-- What is expected --
Which lines in the items below contain the word "flower"? Pick out each of those lines and copy it in full.

--*--

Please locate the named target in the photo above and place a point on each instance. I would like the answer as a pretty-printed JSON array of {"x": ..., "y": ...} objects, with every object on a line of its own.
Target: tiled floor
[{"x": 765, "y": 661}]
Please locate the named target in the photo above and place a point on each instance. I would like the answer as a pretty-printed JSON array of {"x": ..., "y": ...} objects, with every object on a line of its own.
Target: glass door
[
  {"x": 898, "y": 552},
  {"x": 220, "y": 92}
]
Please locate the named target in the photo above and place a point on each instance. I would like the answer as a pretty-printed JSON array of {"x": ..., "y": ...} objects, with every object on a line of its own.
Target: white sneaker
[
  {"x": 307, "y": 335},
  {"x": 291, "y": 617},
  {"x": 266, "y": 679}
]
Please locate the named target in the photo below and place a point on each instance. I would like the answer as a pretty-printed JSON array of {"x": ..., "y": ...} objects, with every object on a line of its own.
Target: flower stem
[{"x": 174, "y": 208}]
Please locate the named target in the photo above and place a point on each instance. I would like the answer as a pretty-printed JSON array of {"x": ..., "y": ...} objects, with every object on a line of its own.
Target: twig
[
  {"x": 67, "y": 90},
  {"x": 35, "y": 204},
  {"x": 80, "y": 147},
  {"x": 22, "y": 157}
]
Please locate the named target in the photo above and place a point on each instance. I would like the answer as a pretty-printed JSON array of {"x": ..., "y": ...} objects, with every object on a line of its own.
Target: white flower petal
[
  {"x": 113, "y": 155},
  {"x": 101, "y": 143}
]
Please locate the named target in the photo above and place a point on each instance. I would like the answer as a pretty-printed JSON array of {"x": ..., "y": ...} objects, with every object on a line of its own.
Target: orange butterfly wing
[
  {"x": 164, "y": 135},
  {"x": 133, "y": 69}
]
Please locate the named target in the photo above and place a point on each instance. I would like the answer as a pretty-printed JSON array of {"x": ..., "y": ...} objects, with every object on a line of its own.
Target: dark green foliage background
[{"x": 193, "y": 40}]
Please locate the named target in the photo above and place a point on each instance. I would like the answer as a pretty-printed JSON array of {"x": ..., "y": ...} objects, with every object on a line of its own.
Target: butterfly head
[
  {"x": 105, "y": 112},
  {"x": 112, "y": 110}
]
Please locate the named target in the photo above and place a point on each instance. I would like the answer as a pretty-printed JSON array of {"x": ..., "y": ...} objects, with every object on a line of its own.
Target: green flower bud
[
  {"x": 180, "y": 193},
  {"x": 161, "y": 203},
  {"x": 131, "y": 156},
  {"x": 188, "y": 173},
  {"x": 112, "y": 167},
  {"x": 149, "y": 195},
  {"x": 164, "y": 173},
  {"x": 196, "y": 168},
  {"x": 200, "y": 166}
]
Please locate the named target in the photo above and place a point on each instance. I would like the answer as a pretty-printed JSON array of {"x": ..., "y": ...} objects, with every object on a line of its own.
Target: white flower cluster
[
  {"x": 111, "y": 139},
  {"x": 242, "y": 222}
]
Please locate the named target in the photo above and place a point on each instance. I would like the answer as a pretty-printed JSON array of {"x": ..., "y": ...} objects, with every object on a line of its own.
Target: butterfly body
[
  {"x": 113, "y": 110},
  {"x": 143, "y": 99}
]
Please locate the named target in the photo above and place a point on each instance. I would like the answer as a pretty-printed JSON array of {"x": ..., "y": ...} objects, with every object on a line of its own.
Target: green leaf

--*--

-- The output --
Target: flower stem
Target: white flower petal
Target: green flower bud
Target: white flower cluster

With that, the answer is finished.